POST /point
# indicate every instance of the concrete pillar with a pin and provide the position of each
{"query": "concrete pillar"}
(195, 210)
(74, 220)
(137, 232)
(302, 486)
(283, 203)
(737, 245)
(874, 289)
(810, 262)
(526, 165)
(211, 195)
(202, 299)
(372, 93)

****************

• **Exercise brief**
Write out every line of the records above again, with no changes.

• **Solution for this exercise**
POST /point
# indicate every instance of the concrete pillar with a pin and provide the position of each
{"query": "concrete pillar"}
(195, 210)
(74, 220)
(137, 232)
(302, 486)
(283, 203)
(737, 245)
(874, 289)
(810, 262)
(526, 165)
(211, 195)
(202, 299)
(372, 93)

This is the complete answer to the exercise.